Task objective:
Find the string "clicks" in the data, and copy out each line that has it.

Collected data:
------------------------

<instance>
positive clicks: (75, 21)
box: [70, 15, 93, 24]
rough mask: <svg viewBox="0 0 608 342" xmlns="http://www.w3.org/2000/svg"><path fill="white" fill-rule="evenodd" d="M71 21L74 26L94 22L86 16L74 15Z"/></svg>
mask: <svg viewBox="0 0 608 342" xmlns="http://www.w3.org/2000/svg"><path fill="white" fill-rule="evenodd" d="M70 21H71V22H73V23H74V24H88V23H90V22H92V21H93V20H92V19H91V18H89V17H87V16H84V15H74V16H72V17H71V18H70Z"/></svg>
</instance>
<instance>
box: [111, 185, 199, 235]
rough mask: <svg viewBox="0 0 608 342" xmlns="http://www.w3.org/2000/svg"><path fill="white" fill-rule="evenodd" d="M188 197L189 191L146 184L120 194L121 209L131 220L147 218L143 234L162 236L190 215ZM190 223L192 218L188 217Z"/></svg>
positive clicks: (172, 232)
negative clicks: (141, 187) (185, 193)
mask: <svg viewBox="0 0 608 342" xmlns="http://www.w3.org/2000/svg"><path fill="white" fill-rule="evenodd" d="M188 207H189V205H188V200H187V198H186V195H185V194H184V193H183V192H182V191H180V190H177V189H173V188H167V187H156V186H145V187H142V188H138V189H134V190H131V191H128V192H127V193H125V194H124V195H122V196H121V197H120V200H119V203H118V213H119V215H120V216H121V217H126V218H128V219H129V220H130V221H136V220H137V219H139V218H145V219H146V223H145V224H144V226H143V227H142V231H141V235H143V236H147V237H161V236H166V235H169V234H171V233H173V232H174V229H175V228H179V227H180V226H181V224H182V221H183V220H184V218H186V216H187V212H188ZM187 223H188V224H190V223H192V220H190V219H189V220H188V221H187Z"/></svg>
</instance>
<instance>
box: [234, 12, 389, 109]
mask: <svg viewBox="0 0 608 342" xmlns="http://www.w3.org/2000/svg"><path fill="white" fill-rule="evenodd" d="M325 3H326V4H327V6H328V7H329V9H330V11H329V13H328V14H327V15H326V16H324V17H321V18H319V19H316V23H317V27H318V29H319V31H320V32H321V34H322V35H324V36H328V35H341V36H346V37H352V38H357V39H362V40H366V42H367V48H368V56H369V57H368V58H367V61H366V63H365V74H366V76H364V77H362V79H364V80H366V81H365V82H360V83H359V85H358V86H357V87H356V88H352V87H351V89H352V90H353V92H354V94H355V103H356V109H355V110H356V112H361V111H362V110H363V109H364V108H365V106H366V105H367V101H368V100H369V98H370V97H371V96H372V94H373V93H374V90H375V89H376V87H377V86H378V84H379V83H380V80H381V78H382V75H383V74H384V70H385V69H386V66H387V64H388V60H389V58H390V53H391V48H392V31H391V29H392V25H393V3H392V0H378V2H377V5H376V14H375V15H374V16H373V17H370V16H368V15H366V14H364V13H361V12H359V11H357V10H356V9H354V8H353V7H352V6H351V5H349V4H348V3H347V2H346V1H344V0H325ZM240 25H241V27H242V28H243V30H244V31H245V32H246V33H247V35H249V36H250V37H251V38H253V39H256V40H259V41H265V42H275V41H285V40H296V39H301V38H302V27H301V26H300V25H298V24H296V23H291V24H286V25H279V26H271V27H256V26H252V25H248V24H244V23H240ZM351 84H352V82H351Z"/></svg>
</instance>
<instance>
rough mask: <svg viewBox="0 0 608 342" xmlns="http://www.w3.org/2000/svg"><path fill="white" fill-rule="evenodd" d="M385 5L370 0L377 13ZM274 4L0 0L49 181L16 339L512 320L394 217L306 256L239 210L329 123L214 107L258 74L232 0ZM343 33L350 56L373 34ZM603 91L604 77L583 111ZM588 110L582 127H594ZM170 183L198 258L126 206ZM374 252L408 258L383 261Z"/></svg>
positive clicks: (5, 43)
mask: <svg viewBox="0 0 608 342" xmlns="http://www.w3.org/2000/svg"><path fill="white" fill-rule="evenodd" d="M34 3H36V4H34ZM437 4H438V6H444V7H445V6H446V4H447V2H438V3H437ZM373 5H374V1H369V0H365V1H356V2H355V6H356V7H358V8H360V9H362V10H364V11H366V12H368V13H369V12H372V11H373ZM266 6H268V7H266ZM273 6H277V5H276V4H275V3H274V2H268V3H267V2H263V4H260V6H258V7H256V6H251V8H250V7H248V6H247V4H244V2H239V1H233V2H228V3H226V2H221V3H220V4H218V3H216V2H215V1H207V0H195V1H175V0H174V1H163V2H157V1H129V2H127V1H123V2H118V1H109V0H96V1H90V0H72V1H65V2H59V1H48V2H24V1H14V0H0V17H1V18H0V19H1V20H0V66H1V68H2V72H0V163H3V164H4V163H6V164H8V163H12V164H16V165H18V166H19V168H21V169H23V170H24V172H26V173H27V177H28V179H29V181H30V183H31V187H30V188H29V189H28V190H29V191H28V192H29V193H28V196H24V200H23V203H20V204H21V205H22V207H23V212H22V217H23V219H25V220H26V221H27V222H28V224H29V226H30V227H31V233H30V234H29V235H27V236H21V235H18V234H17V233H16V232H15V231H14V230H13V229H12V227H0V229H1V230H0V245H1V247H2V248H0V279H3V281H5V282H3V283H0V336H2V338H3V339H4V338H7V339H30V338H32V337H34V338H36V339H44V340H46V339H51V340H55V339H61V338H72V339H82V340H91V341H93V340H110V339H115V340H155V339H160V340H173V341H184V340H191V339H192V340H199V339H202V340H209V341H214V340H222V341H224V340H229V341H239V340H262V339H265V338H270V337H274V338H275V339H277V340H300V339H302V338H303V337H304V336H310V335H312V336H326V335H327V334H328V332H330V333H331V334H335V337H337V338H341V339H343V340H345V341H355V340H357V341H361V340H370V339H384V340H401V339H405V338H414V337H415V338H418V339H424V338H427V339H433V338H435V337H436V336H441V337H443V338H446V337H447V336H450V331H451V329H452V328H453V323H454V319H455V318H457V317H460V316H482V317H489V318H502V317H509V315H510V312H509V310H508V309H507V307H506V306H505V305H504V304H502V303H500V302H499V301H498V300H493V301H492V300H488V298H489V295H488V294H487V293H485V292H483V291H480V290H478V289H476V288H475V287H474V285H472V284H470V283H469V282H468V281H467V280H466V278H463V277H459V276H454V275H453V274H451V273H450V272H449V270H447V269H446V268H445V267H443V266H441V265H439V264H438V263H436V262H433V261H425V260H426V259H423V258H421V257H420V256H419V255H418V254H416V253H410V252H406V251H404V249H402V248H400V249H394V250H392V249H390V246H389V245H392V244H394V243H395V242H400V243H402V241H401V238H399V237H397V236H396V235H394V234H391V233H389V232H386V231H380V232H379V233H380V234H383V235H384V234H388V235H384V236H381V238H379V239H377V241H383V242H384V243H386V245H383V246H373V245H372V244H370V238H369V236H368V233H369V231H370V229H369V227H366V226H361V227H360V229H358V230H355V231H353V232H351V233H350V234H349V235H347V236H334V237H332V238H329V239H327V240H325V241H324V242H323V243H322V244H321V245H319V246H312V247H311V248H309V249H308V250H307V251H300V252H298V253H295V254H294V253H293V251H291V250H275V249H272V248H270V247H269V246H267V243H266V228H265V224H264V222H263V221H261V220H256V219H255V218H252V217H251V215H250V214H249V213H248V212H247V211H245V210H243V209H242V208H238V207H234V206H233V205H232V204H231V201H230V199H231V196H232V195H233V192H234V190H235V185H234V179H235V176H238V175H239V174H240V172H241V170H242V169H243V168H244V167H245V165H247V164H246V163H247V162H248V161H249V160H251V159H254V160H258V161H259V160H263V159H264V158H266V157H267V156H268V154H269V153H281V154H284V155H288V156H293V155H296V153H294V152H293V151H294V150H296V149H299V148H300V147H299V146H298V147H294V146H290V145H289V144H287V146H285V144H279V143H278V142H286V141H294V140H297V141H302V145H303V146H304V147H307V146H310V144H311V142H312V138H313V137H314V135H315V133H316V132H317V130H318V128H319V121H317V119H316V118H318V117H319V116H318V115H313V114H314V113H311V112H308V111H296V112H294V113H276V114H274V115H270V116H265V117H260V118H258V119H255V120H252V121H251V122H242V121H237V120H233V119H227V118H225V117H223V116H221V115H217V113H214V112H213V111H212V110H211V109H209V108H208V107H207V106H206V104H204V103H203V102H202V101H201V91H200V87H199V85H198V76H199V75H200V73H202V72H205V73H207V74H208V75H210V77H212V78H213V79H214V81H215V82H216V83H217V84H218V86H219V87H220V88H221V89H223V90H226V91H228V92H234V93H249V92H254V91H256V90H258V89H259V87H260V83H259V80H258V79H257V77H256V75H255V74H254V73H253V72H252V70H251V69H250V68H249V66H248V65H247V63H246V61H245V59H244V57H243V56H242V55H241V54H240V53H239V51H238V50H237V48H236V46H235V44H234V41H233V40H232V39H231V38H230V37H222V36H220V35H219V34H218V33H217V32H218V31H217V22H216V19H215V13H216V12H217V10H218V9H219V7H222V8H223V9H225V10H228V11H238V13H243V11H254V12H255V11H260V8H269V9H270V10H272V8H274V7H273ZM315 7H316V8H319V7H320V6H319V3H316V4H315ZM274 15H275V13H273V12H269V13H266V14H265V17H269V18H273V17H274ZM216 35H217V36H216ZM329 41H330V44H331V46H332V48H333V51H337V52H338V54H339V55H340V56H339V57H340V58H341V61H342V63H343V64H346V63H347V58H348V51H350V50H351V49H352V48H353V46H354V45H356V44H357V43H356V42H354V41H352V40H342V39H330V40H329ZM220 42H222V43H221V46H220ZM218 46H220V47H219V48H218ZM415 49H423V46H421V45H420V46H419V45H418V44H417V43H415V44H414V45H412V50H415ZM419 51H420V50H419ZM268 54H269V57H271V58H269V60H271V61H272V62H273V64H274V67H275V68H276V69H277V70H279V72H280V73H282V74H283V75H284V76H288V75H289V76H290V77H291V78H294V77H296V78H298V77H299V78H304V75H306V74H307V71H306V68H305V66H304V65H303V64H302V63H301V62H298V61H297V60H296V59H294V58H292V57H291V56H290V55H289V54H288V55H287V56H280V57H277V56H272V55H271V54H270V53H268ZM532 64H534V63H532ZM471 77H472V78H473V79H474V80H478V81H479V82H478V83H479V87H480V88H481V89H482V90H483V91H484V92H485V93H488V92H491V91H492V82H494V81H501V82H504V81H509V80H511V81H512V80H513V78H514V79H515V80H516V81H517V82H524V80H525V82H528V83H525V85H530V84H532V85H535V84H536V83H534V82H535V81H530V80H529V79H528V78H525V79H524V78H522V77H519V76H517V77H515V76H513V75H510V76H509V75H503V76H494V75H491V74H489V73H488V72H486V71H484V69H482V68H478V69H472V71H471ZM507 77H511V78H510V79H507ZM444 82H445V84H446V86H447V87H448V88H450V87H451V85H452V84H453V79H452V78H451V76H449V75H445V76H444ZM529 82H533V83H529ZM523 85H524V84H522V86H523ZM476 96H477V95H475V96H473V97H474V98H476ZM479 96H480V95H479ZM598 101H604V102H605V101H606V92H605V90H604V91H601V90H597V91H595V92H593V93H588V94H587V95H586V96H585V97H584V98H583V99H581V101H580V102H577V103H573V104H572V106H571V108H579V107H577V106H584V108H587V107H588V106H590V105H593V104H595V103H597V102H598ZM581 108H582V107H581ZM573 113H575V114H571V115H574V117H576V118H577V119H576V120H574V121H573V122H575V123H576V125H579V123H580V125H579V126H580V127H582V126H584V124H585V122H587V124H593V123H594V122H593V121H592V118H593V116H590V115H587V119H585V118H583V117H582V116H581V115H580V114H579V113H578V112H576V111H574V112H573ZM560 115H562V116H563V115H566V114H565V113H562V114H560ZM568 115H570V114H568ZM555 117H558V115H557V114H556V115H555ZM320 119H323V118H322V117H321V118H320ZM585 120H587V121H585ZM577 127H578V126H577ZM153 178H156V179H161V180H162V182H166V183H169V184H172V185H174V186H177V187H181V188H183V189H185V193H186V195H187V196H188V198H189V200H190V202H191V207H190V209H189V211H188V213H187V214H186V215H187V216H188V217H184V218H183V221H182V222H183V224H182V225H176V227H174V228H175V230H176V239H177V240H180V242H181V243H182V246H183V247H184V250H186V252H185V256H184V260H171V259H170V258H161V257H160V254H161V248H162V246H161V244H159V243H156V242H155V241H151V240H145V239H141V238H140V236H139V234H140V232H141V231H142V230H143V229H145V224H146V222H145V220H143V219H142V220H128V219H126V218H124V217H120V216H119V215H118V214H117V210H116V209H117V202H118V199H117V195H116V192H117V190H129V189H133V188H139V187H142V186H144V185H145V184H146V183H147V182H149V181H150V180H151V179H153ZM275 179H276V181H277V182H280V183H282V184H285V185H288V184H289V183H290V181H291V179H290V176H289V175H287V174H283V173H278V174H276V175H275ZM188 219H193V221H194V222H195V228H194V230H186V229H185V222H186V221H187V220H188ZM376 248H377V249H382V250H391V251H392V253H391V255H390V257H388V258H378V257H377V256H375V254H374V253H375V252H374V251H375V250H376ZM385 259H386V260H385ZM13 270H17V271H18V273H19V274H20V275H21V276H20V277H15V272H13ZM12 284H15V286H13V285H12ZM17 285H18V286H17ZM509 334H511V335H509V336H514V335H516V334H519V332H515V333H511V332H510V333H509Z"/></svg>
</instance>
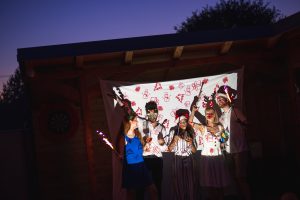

------------------------

Task response:
positive clicks: (75, 21)
positive clicks: (172, 232)
negative clicks: (141, 187) (185, 193)
positive clicks: (5, 43)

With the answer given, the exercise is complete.